- _Required work_:
Format the records below as a Markdown table with the columns Row and Line. Cover only the part that opens at the start of the records and closes with the line containing "151 91 L 144", including both ends, numbering each line in order, skipping blank lines, and leaving the pictures out of the answer.

- _Input data_:

◆ ◆ ◆ ◆ ◆ ◆ ◆

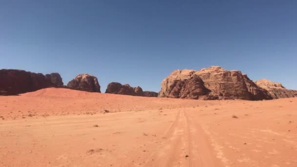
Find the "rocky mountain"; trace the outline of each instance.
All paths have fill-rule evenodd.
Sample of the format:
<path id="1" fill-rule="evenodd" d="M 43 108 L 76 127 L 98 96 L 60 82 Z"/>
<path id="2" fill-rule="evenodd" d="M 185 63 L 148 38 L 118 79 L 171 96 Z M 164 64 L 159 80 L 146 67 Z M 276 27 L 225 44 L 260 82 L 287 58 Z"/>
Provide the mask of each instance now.
<path id="1" fill-rule="evenodd" d="M 283 89 L 281 93 L 278 93 L 278 96 L 291 97 L 288 93 L 292 91 L 284 91 Z M 212 66 L 198 71 L 185 69 L 173 71 L 162 81 L 158 97 L 261 100 L 276 98 L 272 93 L 240 71 L 226 70 L 219 66 Z"/>
<path id="2" fill-rule="evenodd" d="M 68 83 L 67 86 L 72 89 L 90 92 L 101 92 L 97 78 L 91 74 L 84 74 L 77 75 Z"/>
<path id="3" fill-rule="evenodd" d="M 0 70 L 0 95 L 16 95 L 63 85 L 62 79 L 57 73 L 44 76 L 21 70 Z"/>
<path id="4" fill-rule="evenodd" d="M 154 92 L 144 92 L 140 86 L 133 87 L 128 84 L 122 84 L 119 83 L 114 82 L 108 84 L 105 93 L 145 97 L 157 97 L 158 95 L 157 93 Z"/>
<path id="5" fill-rule="evenodd" d="M 255 82 L 259 87 L 267 90 L 273 99 L 297 97 L 297 90 L 287 89 L 279 83 L 273 82 L 267 79 Z"/>
<path id="6" fill-rule="evenodd" d="M 151 91 L 144 91 L 143 92 L 144 96 L 145 97 L 158 97 L 158 93 Z"/>

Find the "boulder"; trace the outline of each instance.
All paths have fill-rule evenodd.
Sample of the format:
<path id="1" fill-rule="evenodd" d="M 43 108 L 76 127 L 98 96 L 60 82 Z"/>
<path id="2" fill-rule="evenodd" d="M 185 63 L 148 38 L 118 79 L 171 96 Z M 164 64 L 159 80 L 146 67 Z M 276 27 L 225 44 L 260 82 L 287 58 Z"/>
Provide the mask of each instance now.
<path id="1" fill-rule="evenodd" d="M 117 94 L 130 96 L 143 96 L 141 87 L 133 87 L 128 84 L 122 84 L 119 83 L 111 83 L 108 84 L 105 93 Z"/>
<path id="2" fill-rule="evenodd" d="M 60 76 L 59 74 L 55 74 L 57 75 L 55 75 Z M 63 84 L 62 78 L 60 77 L 60 79 Z M 0 70 L 0 95 L 17 95 L 47 87 L 61 86 L 60 83 L 57 84 L 52 82 L 51 80 L 47 79 L 41 73 L 17 69 Z"/>
<path id="3" fill-rule="evenodd" d="M 67 86 L 71 89 L 90 92 L 101 92 L 97 78 L 91 74 L 78 75 L 68 83 Z"/>
<path id="4" fill-rule="evenodd" d="M 208 95 L 211 91 L 194 72 L 189 69 L 174 71 L 162 81 L 158 96 L 198 99 L 199 96 Z"/>
<path id="5" fill-rule="evenodd" d="M 195 72 L 204 82 L 210 94 L 232 99 L 251 100 L 240 71 L 229 71 L 217 66 L 203 68 Z"/>
<path id="6" fill-rule="evenodd" d="M 248 88 L 248 90 L 251 93 L 252 100 L 271 100 L 273 97 L 268 91 L 258 86 L 253 81 L 251 80 L 246 74 L 243 74 L 244 82 Z"/>
<path id="7" fill-rule="evenodd" d="M 143 92 L 144 96 L 157 97 L 158 97 L 158 93 L 150 91 L 145 91 Z"/>
<path id="8" fill-rule="evenodd" d="M 45 79 L 48 82 L 52 83 L 57 86 L 62 87 L 64 85 L 61 76 L 58 73 L 46 74 L 45 75 Z"/>
<path id="9" fill-rule="evenodd" d="M 297 90 L 287 89 L 279 83 L 263 79 L 255 82 L 255 83 L 266 89 L 273 99 L 297 97 Z"/>
<path id="10" fill-rule="evenodd" d="M 292 96 L 295 93 L 292 90 L 286 92 L 282 94 L 282 97 L 290 96 L 289 93 Z M 162 81 L 158 97 L 202 100 L 274 98 L 269 90 L 255 84 L 246 74 L 217 66 L 198 71 L 173 71 Z"/>
<path id="11" fill-rule="evenodd" d="M 143 91 L 142 88 L 140 86 L 138 86 L 133 88 L 134 91 L 135 92 L 135 96 L 144 96 Z"/>

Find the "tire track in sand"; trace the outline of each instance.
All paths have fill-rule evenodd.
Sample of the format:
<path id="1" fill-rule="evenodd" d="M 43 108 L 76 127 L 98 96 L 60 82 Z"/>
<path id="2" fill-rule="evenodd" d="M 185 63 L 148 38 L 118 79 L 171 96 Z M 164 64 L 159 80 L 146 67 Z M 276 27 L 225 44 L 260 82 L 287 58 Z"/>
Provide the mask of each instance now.
<path id="1" fill-rule="evenodd" d="M 166 133 L 168 138 L 147 159 L 145 166 L 222 167 L 206 135 L 200 125 L 182 109 Z"/>

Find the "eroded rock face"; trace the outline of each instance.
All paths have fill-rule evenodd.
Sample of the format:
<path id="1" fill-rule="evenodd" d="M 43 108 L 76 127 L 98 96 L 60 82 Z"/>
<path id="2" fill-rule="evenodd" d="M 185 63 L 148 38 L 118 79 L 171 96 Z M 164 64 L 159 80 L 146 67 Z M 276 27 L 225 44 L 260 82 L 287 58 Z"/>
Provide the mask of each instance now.
<path id="1" fill-rule="evenodd" d="M 59 82 L 52 82 L 51 79 L 48 79 L 41 73 L 35 73 L 17 69 L 1 69 L 0 70 L 0 95 L 16 95 L 46 87 L 63 86 L 63 83 L 60 74 L 54 74 L 53 75 L 55 76 L 55 80 L 59 81 Z M 46 75 L 51 76 L 52 74 Z M 60 78 L 58 78 L 59 77 Z"/>
<path id="2" fill-rule="evenodd" d="M 46 74 L 45 75 L 45 79 L 48 82 L 51 82 L 57 86 L 62 87 L 64 85 L 61 76 L 58 73 Z"/>
<path id="3" fill-rule="evenodd" d="M 162 82 L 159 97 L 198 99 L 208 95 L 211 91 L 194 72 L 189 69 L 172 72 Z"/>
<path id="4" fill-rule="evenodd" d="M 278 96 L 292 97 L 295 93 L 292 90 L 281 92 Z M 267 88 L 259 86 L 240 71 L 226 70 L 213 66 L 198 71 L 173 71 L 162 81 L 158 97 L 203 100 L 275 98 L 276 96 L 271 93 Z"/>
<path id="5" fill-rule="evenodd" d="M 158 97 L 158 93 L 151 91 L 145 91 L 143 92 L 144 96 L 145 97 Z"/>
<path id="6" fill-rule="evenodd" d="M 158 93 L 156 92 L 144 91 L 140 86 L 133 87 L 128 84 L 122 84 L 114 82 L 108 84 L 105 93 L 135 96 L 157 97 L 158 96 Z"/>
<path id="7" fill-rule="evenodd" d="M 240 71 L 229 71 L 222 67 L 212 66 L 196 71 L 212 91 L 210 95 L 232 99 L 251 100 L 249 92 Z"/>
<path id="8" fill-rule="evenodd" d="M 134 91 L 135 92 L 135 96 L 144 96 L 143 91 L 142 88 L 140 86 L 137 86 L 134 87 Z"/>
<path id="9" fill-rule="evenodd" d="M 258 86 L 253 81 L 248 77 L 246 74 L 243 74 L 243 78 L 248 90 L 251 93 L 251 100 L 271 100 L 273 97 L 268 91 L 263 88 Z"/>
<path id="10" fill-rule="evenodd" d="M 106 93 L 117 94 L 130 96 L 143 96 L 141 87 L 133 87 L 128 84 L 122 84 L 119 83 L 111 83 L 107 85 Z"/>
<path id="11" fill-rule="evenodd" d="M 264 79 L 257 81 L 255 83 L 267 90 L 273 99 L 297 97 L 297 90 L 287 89 L 279 83 L 273 82 Z"/>
<path id="12" fill-rule="evenodd" d="M 136 96 L 136 93 L 133 87 L 128 84 L 122 84 L 119 83 L 111 83 L 108 84 L 105 93 L 117 94 Z"/>
<path id="13" fill-rule="evenodd" d="M 88 74 L 78 75 L 68 83 L 67 86 L 72 89 L 89 92 L 101 92 L 97 78 Z"/>

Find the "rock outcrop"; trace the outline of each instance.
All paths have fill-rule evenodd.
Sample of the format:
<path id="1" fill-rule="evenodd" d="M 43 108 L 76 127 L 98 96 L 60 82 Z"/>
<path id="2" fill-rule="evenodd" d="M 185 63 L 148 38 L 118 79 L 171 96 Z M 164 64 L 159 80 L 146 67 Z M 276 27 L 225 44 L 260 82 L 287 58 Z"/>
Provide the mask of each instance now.
<path id="1" fill-rule="evenodd" d="M 261 79 L 255 82 L 255 83 L 259 87 L 267 90 L 273 99 L 297 97 L 297 90 L 287 89 L 279 83 Z"/>
<path id="2" fill-rule="evenodd" d="M 114 82 L 108 84 L 105 93 L 139 96 L 143 95 L 142 89 L 139 86 L 133 87 L 128 84 L 122 84 Z"/>
<path id="3" fill-rule="evenodd" d="M 137 86 L 133 88 L 134 91 L 135 92 L 135 96 L 144 96 L 143 91 L 140 86 Z"/>
<path id="4" fill-rule="evenodd" d="M 63 86 L 58 73 L 46 74 L 17 69 L 0 70 L 0 95 L 12 95 Z M 50 77 L 49 78 L 49 76 Z"/>
<path id="5" fill-rule="evenodd" d="M 172 72 L 162 82 L 159 97 L 198 99 L 208 95 L 211 91 L 194 72 L 189 69 Z"/>
<path id="6" fill-rule="evenodd" d="M 212 66 L 196 71 L 204 82 L 205 87 L 211 90 L 210 95 L 232 99 L 251 100 L 242 74 L 240 71 L 229 71 Z"/>
<path id="7" fill-rule="evenodd" d="M 97 78 L 88 74 L 78 75 L 68 83 L 67 86 L 71 89 L 89 92 L 101 92 Z"/>
<path id="8" fill-rule="evenodd" d="M 261 100 L 263 99 L 273 99 L 273 97 L 267 90 L 258 86 L 253 81 L 251 80 L 246 74 L 243 74 L 243 75 L 248 90 L 251 93 L 250 100 Z"/>
<path id="9" fill-rule="evenodd" d="M 158 93 L 151 91 L 145 91 L 143 92 L 143 95 L 145 97 L 158 97 Z"/>
<path id="10" fill-rule="evenodd" d="M 108 84 L 105 93 L 145 97 L 157 97 L 158 96 L 158 93 L 156 92 L 144 91 L 140 86 L 133 87 L 128 84 L 122 84 L 115 82 Z"/>
<path id="11" fill-rule="evenodd" d="M 61 76 L 58 73 L 46 74 L 45 75 L 45 79 L 48 82 L 52 83 L 57 86 L 62 87 L 64 85 Z"/>
<path id="12" fill-rule="evenodd" d="M 158 97 L 261 100 L 294 97 L 296 94 L 295 91 L 287 90 L 283 86 L 270 88 L 267 84 L 263 86 L 256 84 L 240 71 L 226 70 L 219 66 L 212 66 L 198 71 L 177 70 L 163 80 Z M 277 93 L 272 95 L 269 89 L 275 92 L 277 90 Z"/>

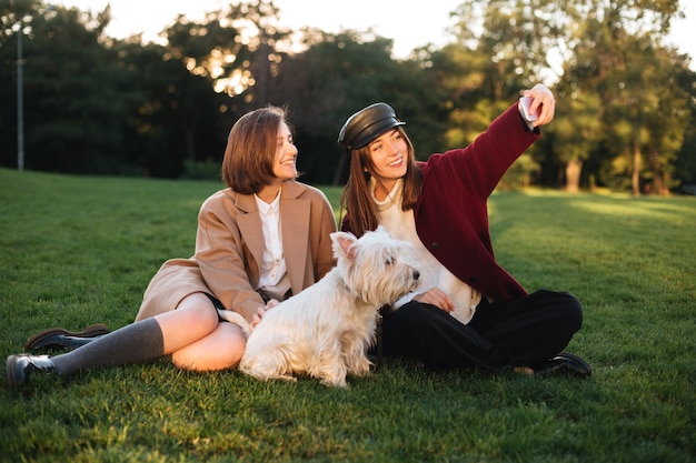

◆ ◆ ◆ ◆ ◆ ◆ ◆

- _Written reply_:
| Row | Line |
|---|---|
| 1 | Find the "rocky mountain"; trace the outline of each instance. |
| 2 | All paths have fill-rule evenodd. |
| 3 | Sample of the format: |
| 4 | <path id="1" fill-rule="evenodd" d="M 43 108 L 76 127 L 98 96 L 60 82 Z"/> |
| 5 | <path id="2" fill-rule="evenodd" d="M 185 63 L 148 38 L 118 79 L 171 96 Z M 164 64 L 159 80 L 146 67 Z M 276 27 L 225 44 L 260 82 L 287 58 Z"/> |
| 6 | Provide the mask of each instance now. |
| 7 | <path id="1" fill-rule="evenodd" d="M 283 89 L 281 93 L 278 93 L 278 96 L 291 97 L 288 93 L 292 91 L 284 91 Z M 212 66 L 198 71 L 185 69 L 173 71 L 162 81 L 158 97 L 261 100 L 276 98 L 272 93 L 240 71 L 226 70 L 219 66 Z"/> |
| 8 | <path id="2" fill-rule="evenodd" d="M 68 83 L 67 86 L 72 89 L 90 92 L 101 92 L 97 78 L 91 74 L 84 74 L 77 75 Z"/> |
| 9 | <path id="3" fill-rule="evenodd" d="M 0 70 L 0 95 L 16 95 L 63 85 L 62 79 L 57 73 L 44 76 L 21 70 Z"/> |
| 10 | <path id="4" fill-rule="evenodd" d="M 154 92 L 144 92 L 140 86 L 133 87 L 128 84 L 122 84 L 119 83 L 114 82 L 108 84 L 105 93 L 145 97 L 157 97 L 158 95 L 157 93 Z"/> |
| 11 | <path id="5" fill-rule="evenodd" d="M 255 82 L 259 87 L 267 90 L 273 99 L 297 97 L 297 90 L 287 89 L 279 83 L 273 82 L 267 79 Z"/> |
| 12 | <path id="6" fill-rule="evenodd" d="M 151 91 L 144 91 L 143 92 L 144 96 L 145 97 L 158 97 L 158 93 Z"/> |